# Text to read:
━━━━━━━━━━━━━━━━━━━━

8. The principle as has been laid down by the Apex

Court in Bhagwant Singh(supra) for the situation

that may arise before a Magistrate on receipt of

report forwarded by the Officer-in-Charge of Police

Station under sub-section (2)(i) of Section 173 is

extracted as under:-

"one of two different situations may arise. The report may conclude that an offence appears to have been committed by a particular persons and in such a case, the Magistrate may do one of three things: (1) he may accept the report and take cognizance of the offence and issue process or (2) he may disagree with the report and drop the proceeding, or (3) he may direct further investigation under sub-section (3) of Section 156 and require the police to make a further report. The report may on the other hand state that, in the opinion of the police, no offence appears to have been committed and where such a report has been made, the Magistrate again has an option to adopt one of three courses: (1) he may accept the report and drop the proceeding or (2) he may disagree with the

report and taking the view that there is sufficient ground for proceeding further, take cognizance of the offence and issue process or (3) he may direct further investigation to be made by the police under sub-section (3) of Section 156."

It is, therefore, very clear that the Court

receiving the police report U/S. 173 has three

alternative options in the aforesaid two situations.

One is when the police submits charge sheet against

the accused persons and other is when the police

submits final report on account of not finding any

prima facie materials against the accused persons. In

both the situations, the Magistrate has power to

agree or disagree with the police report and to adopt

one of the options as provided alternatively, but while

dropping a proceeding against the accused persons

on receipt of the police report, the Magistrate has to

give a notice to the informant and if the informant so

desires, he/she has to be heard before dropping the

proceeding. Additionally, Section 319 of the Code of

Criminal Procedure, 1973 confers power to proceed

against other persons appearing to guilty of offences.

━━━━━━━━━━━━━━━━━━━━

[Entries from a collection]
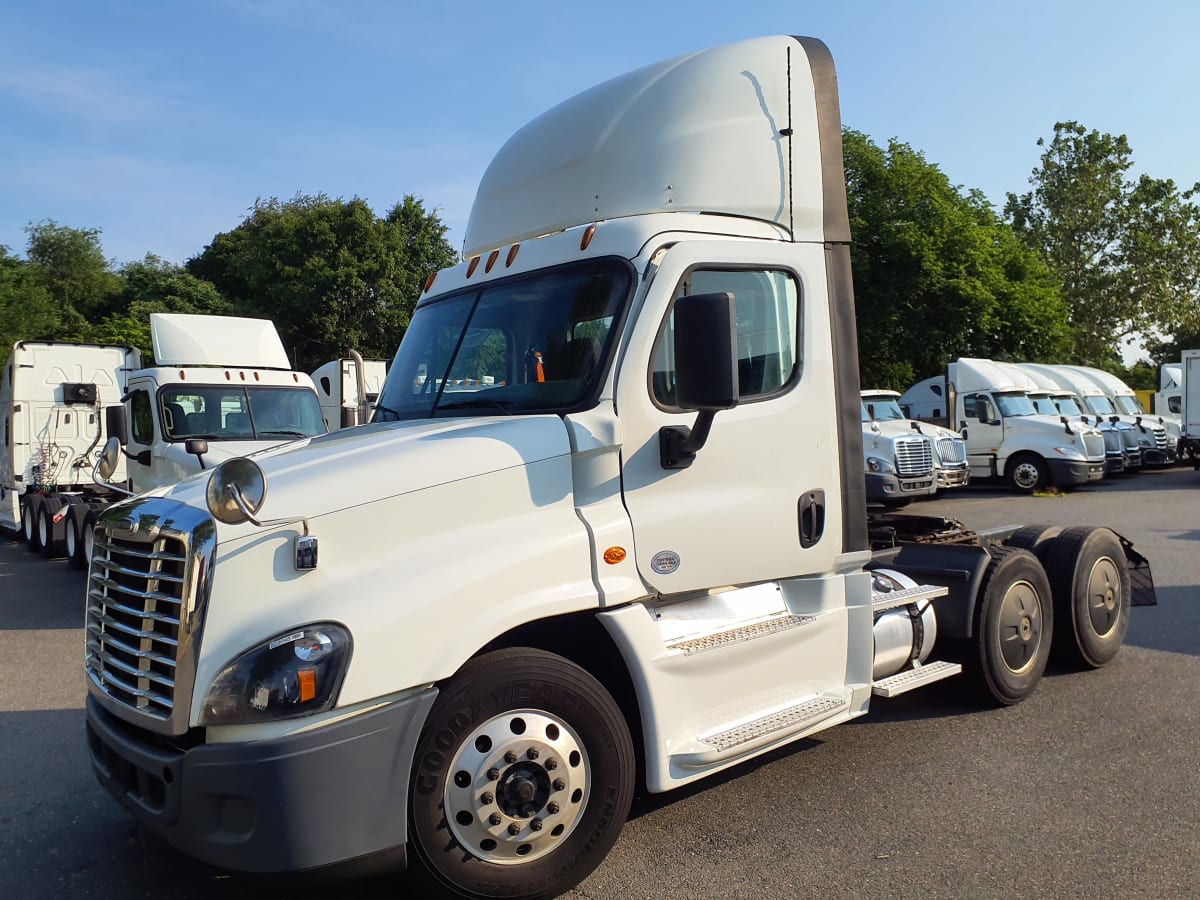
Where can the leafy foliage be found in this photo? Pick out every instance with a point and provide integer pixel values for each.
(1127, 251)
(329, 273)
(936, 274)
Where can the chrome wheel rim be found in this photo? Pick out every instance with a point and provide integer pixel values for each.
(517, 787)
(1019, 635)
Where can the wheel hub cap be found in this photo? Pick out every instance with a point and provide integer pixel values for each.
(516, 786)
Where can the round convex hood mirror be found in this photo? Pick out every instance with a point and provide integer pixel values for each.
(250, 481)
(112, 455)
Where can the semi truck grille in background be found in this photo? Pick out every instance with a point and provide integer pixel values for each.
(915, 456)
(951, 450)
(148, 588)
(135, 595)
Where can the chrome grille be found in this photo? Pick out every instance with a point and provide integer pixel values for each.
(147, 589)
(915, 456)
(952, 450)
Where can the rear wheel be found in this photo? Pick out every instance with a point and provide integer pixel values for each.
(1090, 577)
(523, 778)
(1027, 473)
(1013, 627)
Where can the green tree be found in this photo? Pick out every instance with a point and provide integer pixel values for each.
(70, 264)
(936, 274)
(1126, 250)
(329, 273)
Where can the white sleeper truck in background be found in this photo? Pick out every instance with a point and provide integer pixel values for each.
(612, 497)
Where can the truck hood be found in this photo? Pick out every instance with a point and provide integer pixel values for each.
(318, 475)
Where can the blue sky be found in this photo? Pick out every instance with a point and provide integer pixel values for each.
(160, 123)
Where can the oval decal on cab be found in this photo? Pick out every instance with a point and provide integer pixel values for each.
(665, 562)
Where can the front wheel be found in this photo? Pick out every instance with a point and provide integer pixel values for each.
(522, 779)
(1013, 627)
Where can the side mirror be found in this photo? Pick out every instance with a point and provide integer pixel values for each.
(197, 447)
(115, 425)
(706, 354)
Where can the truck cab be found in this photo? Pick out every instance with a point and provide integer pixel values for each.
(1005, 435)
(949, 455)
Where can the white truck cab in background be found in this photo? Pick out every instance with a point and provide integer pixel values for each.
(883, 418)
(1005, 435)
(637, 520)
(348, 389)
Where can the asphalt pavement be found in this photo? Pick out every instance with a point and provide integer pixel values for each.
(1090, 789)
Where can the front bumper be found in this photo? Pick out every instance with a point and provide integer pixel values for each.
(882, 489)
(306, 801)
(1068, 473)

━━━━━━━━━━━━━━━━━━━━

# Task set:
[A] Gather every row that contains the word "hood", matching its case exactly.
[B] Carry on the passage about a Magistrate's options on receiving a police report under Section 173, starting right after its last sentence.

# Response list:
[A]
Where can the round convex hood mirror be found in this photo? Pick out every instance with a point and provide integer pixel values for each.
Where can the truck hood be found in this photo? Pick out every instance with a point and provide integer pixel values for each.

[B]
9. On coming back to the contention of O.P. Nos.

2 to 12, experience shows that in large number of

cases of matrimonial disputes, the offence U/S. 498-A

of IPC is grossly misused against the in-laws in the

society to harass them with rigmarole of the trial

procedure and sometimes those relatives who might

not have met the woman (bride) or do not live with

her are also roped in by way of omnibus/general

allegation which in common parlance means that

allegation leveled on all the accused persons are the

same or general which is a situation wherein one fails

to ascertain the role played by each accused for

committing offence. In such situation the very object

and purpose of Section 498-A of IPC which is meant

to prevent cruelty inflicted upon a woman by her

husband or in laws, are defeated, when the penal

section is used to settle once personal vendetta

against the husband and his relatives.

10. In this regard this Court considers it profitable

to refer to the decision in Kahkashan Kausar @

Sonam Vrs. State of Bihar; (2022) 6 SCC 599

wherein the Apex Court while considering general and

omnibus allegations in matter relating to dowry death

and cruelty has reminded the duty of the Court as

follows:-

"The Courts should be careful in proceeding against the distant relatives in crimes pertaining to matrimonial disputes and dowry deaths. The relatives of the husband should not be roped in on the basis of omnibus allegations unless specific instances of their involvement in the crime are made out."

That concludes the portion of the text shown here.